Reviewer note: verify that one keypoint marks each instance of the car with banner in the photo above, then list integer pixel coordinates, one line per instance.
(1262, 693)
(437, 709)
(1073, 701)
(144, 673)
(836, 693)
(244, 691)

▬▬▬▬▬▬▬▬▬▬

=== YOUR OBJECTIVE ===
Your answer should consist of every record, restated exactly.

=== TASK RESPONSE ===
Reviewer note: verify that one keypoint marks each instance of the car with banner in the photo above, then list integer pixel coordinates, one line per instance.
(1262, 693)
(437, 709)
(1073, 701)
(144, 673)
(836, 693)
(244, 691)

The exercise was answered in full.